• [What needs to be done]: Your answer should consist solely of the lines from the first line of the data through the line with "point: one pixel per instance, each like <point>337,186</point>.", each reproduced exactly.

• [Provided data]:
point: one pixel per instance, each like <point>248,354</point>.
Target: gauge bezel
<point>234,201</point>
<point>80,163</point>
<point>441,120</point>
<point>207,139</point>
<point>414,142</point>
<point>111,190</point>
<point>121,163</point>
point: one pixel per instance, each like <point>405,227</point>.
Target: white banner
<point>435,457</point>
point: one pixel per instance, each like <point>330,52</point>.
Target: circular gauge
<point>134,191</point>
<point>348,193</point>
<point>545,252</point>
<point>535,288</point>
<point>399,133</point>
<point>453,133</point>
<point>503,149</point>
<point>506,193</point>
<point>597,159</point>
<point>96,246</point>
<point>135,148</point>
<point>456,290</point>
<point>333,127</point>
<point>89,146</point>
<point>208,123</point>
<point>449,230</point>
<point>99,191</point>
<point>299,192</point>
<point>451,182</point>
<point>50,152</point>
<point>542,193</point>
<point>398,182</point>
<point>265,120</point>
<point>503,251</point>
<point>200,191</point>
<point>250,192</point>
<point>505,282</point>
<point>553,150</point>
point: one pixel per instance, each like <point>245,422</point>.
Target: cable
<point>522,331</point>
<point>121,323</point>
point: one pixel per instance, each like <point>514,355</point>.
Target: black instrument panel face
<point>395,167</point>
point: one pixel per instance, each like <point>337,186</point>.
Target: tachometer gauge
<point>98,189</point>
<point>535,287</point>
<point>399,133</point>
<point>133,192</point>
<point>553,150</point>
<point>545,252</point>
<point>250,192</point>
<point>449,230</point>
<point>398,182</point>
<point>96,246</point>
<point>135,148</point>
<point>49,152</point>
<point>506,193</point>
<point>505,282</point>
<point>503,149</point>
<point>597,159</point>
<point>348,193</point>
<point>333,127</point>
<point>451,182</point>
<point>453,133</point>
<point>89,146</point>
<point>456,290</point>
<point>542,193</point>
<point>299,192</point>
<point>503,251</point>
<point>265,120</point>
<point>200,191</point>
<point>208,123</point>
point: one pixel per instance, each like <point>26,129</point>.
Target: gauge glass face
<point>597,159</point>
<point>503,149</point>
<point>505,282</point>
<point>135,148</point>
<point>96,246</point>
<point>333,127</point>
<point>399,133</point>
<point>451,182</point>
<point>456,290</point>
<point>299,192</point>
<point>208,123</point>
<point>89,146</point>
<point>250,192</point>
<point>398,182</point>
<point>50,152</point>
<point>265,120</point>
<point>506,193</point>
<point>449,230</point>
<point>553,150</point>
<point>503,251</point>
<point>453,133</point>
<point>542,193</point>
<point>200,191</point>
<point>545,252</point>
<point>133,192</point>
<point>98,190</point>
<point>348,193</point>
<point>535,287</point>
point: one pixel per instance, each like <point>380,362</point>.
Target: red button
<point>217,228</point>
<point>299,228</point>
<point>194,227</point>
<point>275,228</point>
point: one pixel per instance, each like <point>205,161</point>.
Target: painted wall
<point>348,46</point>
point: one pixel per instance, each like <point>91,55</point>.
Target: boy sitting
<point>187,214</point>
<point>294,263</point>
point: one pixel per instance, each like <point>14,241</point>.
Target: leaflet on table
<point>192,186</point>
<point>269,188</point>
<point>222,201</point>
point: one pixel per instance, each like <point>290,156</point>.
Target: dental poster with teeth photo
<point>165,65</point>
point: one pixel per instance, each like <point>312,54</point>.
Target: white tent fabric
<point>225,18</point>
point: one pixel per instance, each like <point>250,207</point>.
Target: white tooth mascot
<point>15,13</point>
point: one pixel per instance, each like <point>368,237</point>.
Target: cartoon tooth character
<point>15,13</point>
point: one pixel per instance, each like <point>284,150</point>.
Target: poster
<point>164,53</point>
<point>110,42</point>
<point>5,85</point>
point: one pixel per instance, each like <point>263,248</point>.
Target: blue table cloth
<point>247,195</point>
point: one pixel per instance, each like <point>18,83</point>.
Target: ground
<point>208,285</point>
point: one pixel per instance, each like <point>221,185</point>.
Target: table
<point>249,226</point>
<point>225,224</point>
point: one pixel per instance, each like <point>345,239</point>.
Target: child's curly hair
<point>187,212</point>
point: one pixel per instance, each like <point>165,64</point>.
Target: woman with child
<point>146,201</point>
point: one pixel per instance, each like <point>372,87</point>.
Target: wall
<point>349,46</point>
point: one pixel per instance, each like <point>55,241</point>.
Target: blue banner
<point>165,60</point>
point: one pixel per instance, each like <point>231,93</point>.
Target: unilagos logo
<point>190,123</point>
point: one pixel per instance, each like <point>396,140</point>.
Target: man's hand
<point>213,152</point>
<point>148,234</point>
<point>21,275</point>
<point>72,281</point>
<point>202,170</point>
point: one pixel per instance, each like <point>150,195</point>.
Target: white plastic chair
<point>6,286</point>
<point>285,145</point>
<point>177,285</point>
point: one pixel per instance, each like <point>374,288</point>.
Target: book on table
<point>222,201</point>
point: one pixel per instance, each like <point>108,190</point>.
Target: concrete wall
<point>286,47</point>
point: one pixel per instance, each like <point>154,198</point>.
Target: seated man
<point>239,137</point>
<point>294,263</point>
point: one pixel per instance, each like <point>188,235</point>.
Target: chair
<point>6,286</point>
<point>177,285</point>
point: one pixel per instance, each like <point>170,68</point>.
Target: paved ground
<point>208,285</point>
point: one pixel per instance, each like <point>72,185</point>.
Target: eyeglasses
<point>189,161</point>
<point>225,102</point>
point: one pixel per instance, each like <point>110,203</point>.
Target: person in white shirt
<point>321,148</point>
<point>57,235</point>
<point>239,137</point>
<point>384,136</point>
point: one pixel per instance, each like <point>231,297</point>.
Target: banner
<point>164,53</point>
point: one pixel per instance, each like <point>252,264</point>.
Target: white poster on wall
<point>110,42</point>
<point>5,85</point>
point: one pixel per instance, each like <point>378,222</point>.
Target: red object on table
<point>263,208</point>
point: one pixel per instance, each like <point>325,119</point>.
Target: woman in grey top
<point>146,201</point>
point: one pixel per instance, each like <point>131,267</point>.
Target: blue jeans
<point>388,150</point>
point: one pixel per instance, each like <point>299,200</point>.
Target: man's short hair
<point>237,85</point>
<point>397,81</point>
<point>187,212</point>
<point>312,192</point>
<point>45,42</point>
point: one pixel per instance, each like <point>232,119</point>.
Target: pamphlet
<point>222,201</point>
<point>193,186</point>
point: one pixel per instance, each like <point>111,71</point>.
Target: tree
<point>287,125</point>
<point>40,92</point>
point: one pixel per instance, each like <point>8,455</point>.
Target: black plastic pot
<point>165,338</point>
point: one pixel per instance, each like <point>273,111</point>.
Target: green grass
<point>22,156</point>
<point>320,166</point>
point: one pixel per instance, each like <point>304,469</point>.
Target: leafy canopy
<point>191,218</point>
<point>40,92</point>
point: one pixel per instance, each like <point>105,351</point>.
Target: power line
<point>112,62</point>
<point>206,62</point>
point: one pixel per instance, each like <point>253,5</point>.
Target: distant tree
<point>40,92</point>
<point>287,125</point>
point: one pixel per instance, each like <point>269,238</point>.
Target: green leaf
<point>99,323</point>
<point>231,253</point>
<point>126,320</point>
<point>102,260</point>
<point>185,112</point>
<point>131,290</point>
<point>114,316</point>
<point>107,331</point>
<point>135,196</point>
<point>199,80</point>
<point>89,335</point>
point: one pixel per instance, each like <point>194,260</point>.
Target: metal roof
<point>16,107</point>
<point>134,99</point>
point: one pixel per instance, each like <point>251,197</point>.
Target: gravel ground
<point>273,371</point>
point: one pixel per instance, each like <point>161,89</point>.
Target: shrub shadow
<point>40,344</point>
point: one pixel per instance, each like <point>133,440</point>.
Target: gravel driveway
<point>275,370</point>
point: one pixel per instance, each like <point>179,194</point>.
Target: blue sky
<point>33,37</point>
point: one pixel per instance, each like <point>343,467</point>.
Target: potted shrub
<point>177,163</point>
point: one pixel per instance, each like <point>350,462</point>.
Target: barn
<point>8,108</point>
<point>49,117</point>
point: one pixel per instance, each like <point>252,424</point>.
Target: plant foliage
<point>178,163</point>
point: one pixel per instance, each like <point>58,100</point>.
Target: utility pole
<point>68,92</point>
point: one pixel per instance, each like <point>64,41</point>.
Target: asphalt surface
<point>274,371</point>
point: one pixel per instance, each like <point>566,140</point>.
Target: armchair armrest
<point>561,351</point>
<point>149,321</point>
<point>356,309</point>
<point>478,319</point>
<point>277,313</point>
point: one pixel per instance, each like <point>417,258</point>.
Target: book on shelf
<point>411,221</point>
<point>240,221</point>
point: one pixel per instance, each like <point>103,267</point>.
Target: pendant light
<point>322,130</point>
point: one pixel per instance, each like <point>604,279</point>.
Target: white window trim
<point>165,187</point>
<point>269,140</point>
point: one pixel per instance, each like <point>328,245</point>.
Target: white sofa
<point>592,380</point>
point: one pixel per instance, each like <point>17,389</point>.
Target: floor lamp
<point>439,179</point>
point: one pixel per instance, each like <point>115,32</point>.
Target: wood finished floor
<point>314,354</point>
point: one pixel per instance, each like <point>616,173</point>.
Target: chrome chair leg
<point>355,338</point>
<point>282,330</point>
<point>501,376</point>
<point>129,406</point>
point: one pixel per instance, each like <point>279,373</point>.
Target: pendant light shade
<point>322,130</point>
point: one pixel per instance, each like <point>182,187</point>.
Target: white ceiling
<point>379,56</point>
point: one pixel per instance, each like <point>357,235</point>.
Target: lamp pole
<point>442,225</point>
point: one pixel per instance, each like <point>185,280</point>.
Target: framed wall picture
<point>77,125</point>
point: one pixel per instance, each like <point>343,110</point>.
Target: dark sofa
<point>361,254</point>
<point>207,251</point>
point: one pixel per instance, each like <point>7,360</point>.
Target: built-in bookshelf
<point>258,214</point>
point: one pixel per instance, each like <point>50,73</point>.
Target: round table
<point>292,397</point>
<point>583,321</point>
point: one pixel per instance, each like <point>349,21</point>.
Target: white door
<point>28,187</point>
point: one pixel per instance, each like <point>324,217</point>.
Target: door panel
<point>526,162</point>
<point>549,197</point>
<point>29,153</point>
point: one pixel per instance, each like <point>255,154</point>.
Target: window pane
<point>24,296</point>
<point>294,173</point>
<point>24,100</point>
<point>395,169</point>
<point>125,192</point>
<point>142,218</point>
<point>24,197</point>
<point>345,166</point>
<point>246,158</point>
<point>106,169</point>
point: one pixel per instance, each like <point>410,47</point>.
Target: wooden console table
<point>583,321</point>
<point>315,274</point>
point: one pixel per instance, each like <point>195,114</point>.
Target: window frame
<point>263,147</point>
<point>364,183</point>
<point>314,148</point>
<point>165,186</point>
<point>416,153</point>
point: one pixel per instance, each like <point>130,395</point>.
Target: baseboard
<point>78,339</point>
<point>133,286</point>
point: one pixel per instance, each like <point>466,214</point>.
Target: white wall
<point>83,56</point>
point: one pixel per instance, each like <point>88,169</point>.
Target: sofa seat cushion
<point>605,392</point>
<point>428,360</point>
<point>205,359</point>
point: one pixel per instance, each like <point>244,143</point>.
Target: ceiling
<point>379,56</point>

• [Written answer]:
point: one pixel per instance, each like <point>248,354</point>.
Target: gauge bezel
<point>234,201</point>
<point>80,163</point>
<point>441,120</point>
<point>207,139</point>
<point>414,142</point>
<point>111,190</point>
<point>121,163</point>
point: one pixel per instance, each like <point>405,227</point>.
Target: white banner
<point>435,457</point>
point: one pixel per instance, each like <point>330,52</point>.
Target: circular gauge
<point>134,191</point>
<point>348,193</point>
<point>545,252</point>
<point>535,288</point>
<point>399,133</point>
<point>453,133</point>
<point>503,149</point>
<point>506,193</point>
<point>597,159</point>
<point>96,246</point>
<point>135,148</point>
<point>456,290</point>
<point>333,127</point>
<point>89,146</point>
<point>208,123</point>
<point>449,230</point>
<point>99,191</point>
<point>299,192</point>
<point>451,182</point>
<point>50,152</point>
<point>542,193</point>
<point>398,182</point>
<point>265,120</point>
<point>503,251</point>
<point>200,191</point>
<point>250,192</point>
<point>505,282</point>
<point>553,150</point>
point: one pixel per instance, each like <point>245,422</point>.
Target: cable
<point>522,331</point>
<point>121,323</point>
point: one pixel per instance, each like <point>514,355</point>.
Target: black instrument panel face
<point>395,167</point>
point: one pixel per instance, each like <point>337,186</point>.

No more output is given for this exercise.